## BEGIN Listing

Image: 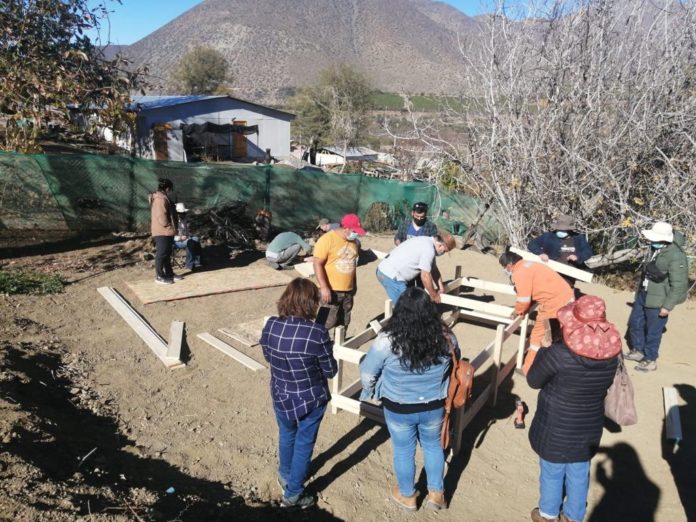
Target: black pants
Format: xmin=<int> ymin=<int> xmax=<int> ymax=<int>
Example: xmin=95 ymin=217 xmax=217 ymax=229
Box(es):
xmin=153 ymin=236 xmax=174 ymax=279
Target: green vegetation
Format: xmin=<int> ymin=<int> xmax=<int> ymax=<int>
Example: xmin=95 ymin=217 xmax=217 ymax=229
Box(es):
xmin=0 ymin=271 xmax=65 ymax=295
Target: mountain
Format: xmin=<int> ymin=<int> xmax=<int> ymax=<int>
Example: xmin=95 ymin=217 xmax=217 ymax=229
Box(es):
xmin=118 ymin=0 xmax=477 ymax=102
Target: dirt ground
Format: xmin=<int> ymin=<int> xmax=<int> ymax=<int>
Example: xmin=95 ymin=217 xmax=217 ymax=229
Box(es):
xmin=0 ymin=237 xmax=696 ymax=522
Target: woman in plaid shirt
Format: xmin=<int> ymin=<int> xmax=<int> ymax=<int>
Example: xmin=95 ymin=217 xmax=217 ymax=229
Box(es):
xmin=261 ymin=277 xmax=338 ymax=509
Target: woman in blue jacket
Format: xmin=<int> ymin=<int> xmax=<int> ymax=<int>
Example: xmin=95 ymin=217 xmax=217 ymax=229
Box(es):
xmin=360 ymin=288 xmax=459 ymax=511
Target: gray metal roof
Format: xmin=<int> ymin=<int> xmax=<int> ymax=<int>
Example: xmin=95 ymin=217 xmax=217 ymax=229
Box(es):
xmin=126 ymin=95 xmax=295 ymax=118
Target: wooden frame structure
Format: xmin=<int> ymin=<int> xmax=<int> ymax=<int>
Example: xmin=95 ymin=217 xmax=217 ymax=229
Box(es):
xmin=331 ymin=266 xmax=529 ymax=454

## END Listing

• What the task requires: Return all of the material above word for word, leaving out the picture.

• Expected answer:
Image: 
Target: black pants
Format: xmin=<int> ymin=<int> xmax=<int> ymax=<int>
Example: xmin=95 ymin=217 xmax=217 ymax=229
Box(es):
xmin=153 ymin=236 xmax=174 ymax=279
Target: green vegetation
Format: xmin=<int> ymin=<int> xmax=<int> ymax=<int>
Example: xmin=95 ymin=217 xmax=217 ymax=229
Box(es):
xmin=0 ymin=271 xmax=65 ymax=295
Target: mountain
Format: xmin=<int> ymin=<int> xmax=<int> ymax=<int>
Example: xmin=95 ymin=217 xmax=217 ymax=229
Box(es):
xmin=118 ymin=0 xmax=477 ymax=102
Target: dirt ground
Format: xmin=<int> ymin=<int> xmax=<int> ymax=<int>
Example: xmin=95 ymin=217 xmax=217 ymax=229
Box(es):
xmin=0 ymin=237 xmax=696 ymax=522
Target: woman in plaid shirt
Format: xmin=<int> ymin=<int> xmax=<int> ymax=<int>
Example: xmin=95 ymin=217 xmax=217 ymax=229
Box(es):
xmin=261 ymin=277 xmax=338 ymax=509
Target: woman in blue jacket
Format: xmin=<int> ymin=<int> xmax=<int> ymax=<int>
Example: xmin=95 ymin=217 xmax=217 ymax=229
Box(es):
xmin=360 ymin=288 xmax=459 ymax=511
Target: gray metal roof
Format: xmin=<int> ymin=<int> xmax=<int> ymax=<int>
Example: xmin=95 ymin=217 xmax=217 ymax=229
Box(es):
xmin=126 ymin=95 xmax=295 ymax=118
Target: wooden frame structure
Format: xmin=<int> ymin=<int> xmax=<int> ymax=<int>
Example: xmin=95 ymin=217 xmax=217 ymax=229
Box(es):
xmin=331 ymin=266 xmax=529 ymax=454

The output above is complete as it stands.